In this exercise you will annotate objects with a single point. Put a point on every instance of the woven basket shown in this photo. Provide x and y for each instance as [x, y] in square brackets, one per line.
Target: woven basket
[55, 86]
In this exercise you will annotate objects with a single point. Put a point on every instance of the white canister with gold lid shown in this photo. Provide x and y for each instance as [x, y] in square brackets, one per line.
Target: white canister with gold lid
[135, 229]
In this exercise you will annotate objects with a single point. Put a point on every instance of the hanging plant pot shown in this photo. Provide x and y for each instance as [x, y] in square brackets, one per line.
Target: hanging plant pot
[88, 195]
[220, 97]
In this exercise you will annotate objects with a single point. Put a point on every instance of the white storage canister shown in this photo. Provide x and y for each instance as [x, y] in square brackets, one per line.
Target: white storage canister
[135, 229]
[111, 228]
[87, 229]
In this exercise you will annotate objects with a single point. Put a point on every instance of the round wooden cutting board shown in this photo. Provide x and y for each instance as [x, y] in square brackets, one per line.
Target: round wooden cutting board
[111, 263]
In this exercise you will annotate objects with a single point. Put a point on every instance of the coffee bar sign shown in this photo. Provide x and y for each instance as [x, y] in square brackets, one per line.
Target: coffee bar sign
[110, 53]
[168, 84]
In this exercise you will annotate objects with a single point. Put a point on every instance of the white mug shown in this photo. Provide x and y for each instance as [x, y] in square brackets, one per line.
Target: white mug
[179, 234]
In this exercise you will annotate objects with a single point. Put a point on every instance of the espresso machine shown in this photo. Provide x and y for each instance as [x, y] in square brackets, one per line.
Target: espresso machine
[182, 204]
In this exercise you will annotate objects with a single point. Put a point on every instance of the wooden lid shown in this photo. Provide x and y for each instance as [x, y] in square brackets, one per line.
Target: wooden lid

============

Can you retype every one of the rows above line for line, without changing a single character?

COMPLETE OUTPUT:
In this exercise you will annotate objects with a single point. Put a point on every instance of the woven basket shown in this photo. Provide x and y for each instance as [x, y] in square brackets, one per line.
Target: woven basket
[55, 86]
In this exercise you will annotate objects with a single point. Put a point on every instance of the white canister with gold lid shown in this photo. Provide x and y for each instance as [x, y] in square brackets, one per line.
Target: white canister with gold lid
[135, 229]
In this exercise you will annotate objects with a single point. Put a point on every instance of the hanging plant pot shown in this photo. Provide x and y for each instance as [x, y] in square brackets, one per line.
Target: hanging plant pot
[88, 195]
[220, 97]
In this exercise you will annotate objects with a single point. Put a point on every instance of the white storage canister shown in this photo. Provide x and y for each instance as [x, y] in square brackets, one per line.
Target: white storage canister
[135, 229]
[111, 228]
[87, 229]
In this exercise you will annotate objects with a single point. Put a point on every instance of the round wooden cutting board shown in this photo. Provide x and y for each instance as [x, y] in square brackets, one per line.
Target: round wooden cutting board
[111, 263]
In this exercise you will annotate objects with a single point. Put a point on every instance of the coffee bar sign shown in this photo. Provide x and y for each instance as [x, y] in square brackets, one per line.
Target: coffee bar sign
[110, 53]
[168, 84]
In this exercise you will annotate objects with a single point. Put a point on every instance of the white mug shown in this photo. Provide x and y for each instance as [x, y] in square brackets, one per line.
Target: white mug
[179, 234]
In this exercise you will annotate objects with a single point. Put a point on every instance of the espresso machine shown in this photo. Provide x and y for each instance as [x, y] in square brackets, one per line.
Target: espresso machine
[182, 204]
In this exercise you will annotate objects with a single point. Put a point on every instance of the wooden lid shown in this photo. Provide x and y for each instance as [x, y] in square brackets, one per line.
Target: wooden lid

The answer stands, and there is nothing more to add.